• INFORMATION SHOWN:
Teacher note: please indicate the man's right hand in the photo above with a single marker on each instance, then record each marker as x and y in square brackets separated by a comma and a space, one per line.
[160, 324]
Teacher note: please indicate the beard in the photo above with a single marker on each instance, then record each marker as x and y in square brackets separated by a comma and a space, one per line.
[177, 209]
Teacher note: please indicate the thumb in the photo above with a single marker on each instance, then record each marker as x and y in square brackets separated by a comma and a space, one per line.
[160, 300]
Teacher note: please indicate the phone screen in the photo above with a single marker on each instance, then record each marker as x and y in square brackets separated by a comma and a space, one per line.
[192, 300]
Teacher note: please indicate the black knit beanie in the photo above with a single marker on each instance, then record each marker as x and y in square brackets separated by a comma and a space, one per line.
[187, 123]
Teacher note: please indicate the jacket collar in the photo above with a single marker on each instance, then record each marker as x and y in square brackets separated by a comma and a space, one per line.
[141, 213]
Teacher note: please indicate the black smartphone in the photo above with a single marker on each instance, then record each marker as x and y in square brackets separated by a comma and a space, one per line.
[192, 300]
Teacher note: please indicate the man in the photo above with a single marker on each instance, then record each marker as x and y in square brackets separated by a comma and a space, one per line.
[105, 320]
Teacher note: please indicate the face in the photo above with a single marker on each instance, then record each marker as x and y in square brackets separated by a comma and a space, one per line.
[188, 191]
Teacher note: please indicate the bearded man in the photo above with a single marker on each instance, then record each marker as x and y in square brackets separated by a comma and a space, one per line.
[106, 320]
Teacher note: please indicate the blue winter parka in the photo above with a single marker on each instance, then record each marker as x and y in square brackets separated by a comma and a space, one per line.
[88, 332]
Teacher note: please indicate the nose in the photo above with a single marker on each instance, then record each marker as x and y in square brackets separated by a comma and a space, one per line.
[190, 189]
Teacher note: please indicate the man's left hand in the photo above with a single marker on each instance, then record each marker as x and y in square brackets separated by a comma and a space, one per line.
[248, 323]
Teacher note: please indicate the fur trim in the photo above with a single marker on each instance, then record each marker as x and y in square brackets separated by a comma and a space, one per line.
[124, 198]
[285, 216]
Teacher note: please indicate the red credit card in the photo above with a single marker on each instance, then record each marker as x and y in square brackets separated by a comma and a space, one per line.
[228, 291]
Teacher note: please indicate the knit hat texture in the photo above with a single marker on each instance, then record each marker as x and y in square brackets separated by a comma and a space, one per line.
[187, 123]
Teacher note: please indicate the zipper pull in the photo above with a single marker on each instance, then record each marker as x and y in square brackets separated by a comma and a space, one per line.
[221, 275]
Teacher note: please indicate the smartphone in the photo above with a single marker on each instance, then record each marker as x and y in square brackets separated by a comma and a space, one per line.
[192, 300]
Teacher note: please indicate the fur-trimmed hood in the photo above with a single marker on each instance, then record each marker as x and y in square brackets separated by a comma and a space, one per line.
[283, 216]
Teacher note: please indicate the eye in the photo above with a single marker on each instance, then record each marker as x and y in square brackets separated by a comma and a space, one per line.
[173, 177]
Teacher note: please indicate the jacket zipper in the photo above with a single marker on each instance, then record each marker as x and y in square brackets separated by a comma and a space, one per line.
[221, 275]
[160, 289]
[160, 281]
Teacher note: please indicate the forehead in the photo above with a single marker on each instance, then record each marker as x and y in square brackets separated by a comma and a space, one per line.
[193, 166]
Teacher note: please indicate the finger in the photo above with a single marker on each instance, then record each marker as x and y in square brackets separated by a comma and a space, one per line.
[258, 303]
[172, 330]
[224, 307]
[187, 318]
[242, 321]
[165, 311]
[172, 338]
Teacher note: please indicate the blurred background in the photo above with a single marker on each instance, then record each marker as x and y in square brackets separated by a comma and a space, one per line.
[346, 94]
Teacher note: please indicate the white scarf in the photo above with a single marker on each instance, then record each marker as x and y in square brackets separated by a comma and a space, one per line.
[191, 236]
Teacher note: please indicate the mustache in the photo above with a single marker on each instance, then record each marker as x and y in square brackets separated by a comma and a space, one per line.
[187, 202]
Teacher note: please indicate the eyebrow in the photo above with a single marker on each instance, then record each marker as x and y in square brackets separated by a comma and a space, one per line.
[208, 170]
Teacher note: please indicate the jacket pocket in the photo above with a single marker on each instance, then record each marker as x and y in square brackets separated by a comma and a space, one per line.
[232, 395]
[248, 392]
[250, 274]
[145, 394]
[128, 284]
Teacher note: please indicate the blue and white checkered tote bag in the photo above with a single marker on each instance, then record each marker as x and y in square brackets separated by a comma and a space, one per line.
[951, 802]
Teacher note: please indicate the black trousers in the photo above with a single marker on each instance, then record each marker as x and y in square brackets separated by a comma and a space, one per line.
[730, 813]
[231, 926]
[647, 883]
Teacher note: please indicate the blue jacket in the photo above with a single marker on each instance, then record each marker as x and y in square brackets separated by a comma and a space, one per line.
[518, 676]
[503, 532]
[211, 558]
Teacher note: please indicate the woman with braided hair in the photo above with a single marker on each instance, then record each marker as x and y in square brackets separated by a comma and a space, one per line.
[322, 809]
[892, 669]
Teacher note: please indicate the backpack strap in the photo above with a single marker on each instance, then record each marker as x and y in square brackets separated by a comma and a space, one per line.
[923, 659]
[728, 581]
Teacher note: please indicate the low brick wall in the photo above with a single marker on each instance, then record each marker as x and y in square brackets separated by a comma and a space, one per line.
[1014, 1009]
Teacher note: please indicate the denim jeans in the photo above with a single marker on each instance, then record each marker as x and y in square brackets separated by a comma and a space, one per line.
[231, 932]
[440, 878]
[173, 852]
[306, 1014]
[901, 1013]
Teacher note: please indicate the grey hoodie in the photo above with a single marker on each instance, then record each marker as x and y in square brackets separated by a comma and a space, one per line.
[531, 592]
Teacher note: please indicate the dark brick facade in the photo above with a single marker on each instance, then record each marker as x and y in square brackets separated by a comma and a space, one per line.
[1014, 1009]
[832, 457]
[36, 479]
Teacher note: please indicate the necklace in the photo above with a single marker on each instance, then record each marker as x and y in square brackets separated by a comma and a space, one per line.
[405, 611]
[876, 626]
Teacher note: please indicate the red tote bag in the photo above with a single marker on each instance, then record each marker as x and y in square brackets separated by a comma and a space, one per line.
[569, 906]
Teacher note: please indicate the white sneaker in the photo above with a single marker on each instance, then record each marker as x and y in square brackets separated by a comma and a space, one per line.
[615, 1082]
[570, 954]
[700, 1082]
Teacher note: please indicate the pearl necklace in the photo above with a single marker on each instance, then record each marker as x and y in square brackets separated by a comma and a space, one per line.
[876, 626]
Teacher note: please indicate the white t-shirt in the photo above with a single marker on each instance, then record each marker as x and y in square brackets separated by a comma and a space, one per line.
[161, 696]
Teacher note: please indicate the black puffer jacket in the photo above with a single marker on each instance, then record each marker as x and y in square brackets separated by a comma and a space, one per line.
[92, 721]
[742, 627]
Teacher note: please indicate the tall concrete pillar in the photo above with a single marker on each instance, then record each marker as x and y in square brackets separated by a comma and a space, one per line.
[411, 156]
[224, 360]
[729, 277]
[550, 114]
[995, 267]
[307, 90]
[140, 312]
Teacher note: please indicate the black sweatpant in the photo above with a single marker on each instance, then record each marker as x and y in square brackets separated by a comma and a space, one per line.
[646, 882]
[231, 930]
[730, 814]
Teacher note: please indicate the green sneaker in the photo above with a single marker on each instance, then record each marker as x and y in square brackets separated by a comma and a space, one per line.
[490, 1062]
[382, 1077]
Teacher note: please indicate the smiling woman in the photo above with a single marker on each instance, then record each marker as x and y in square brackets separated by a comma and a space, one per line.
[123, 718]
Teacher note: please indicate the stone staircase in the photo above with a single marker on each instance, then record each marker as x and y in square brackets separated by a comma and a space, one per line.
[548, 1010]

• PROBLEM TO SOLVE:
Look above for the line containing "Teacher note: please indicate the stone"; copy from it through the last line, exactly, and nothing more.

• ANSWER TO THIS TASK:
Teacher note: please indicate the stone staircase in the photo above with a single marker on each instance, then record each marker as x and y in square brackets separated by a comma and a space, one per line.
[548, 1010]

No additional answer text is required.